■ Kısa görev
Aşağıdaki Cahit Zarifoğlu'nun şiirleri üzerine yazıda "Her şiir kendine" sözlerinden "bitirilmez, bitirir insanı." sözlerine kadar olan kısmı harfi harfine aktarın.

■ Verilen metin
⁂

Her şiir kendine özgü bir hikayedir, her şiir okuyana farklı şeyler anlatır, her şiir aynı kişiye farklı duygularda olduğu anlarda bile farklı şeyler anlatır. Bundandır ki: “Ben o şiir kitabını bitirdim.” cümlesi doğru değildir.
Ben de bu şiir kitabını bitir-e-medim. Cahit Zarifoğlu'nun şiirleri bitirilmez, bitirir insanı.
Onunla ilgili Rasim Özdenören'in katıldığım bir eleştirisi şöyle: “Cahit Zarifoğlu'nun şiiri bunca anlaşılmaz, kapalı ya da zor anlaşılır bulunmasına rağmen, şimdiye kadar hiçbir aklı basında şiir okuyucusu (eleştirmen ya da okuyucu olarak) bu şiirleri reddetmek, yok saymak cesaretini gösterememişlerdir.”

⁂

■ Veri alıntıları
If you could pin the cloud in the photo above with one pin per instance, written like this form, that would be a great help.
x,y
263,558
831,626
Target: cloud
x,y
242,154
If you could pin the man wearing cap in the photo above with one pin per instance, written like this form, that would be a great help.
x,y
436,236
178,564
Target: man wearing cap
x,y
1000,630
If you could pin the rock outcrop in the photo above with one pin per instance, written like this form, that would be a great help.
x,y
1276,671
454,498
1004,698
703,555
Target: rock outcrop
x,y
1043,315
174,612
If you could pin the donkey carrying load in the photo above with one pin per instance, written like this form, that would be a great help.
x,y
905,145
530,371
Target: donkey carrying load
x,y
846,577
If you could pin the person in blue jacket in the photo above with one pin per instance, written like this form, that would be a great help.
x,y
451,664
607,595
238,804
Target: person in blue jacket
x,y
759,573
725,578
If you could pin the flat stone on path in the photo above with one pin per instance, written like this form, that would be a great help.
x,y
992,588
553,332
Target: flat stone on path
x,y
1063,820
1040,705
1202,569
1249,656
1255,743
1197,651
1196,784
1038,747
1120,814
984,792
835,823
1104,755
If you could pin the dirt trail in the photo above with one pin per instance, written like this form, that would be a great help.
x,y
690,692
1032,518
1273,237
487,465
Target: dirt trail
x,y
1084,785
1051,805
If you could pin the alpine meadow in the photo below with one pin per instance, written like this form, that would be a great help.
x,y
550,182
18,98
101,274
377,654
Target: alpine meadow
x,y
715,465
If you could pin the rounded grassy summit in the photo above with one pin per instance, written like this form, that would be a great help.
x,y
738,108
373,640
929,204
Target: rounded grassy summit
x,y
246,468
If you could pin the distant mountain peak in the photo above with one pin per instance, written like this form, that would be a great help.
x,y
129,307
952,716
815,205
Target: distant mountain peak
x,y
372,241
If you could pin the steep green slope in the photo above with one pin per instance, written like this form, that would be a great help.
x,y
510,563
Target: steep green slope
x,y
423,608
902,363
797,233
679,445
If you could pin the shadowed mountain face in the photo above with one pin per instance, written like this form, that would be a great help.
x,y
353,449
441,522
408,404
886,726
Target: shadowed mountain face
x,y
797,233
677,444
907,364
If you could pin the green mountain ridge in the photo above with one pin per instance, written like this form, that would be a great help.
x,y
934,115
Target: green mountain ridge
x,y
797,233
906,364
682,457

⁂

■ Alıştırma çözümü
Her şiir kendine özgü bir hikayedir, her şiir okuyana farklı şeyler anlatır, her şiir aynı kişiye farklı duygularda olduğu anlarda bile farklı şeyler anlatır. Bundandır ki: “Ben o şiir kitabını bitirdim.” cümlesi doğru değildir.
Ben de bu şiir kitabını bitir-e-medim. Cahit Zarifoğlu'nun şiirleri bitirilmez, bitirir insanı.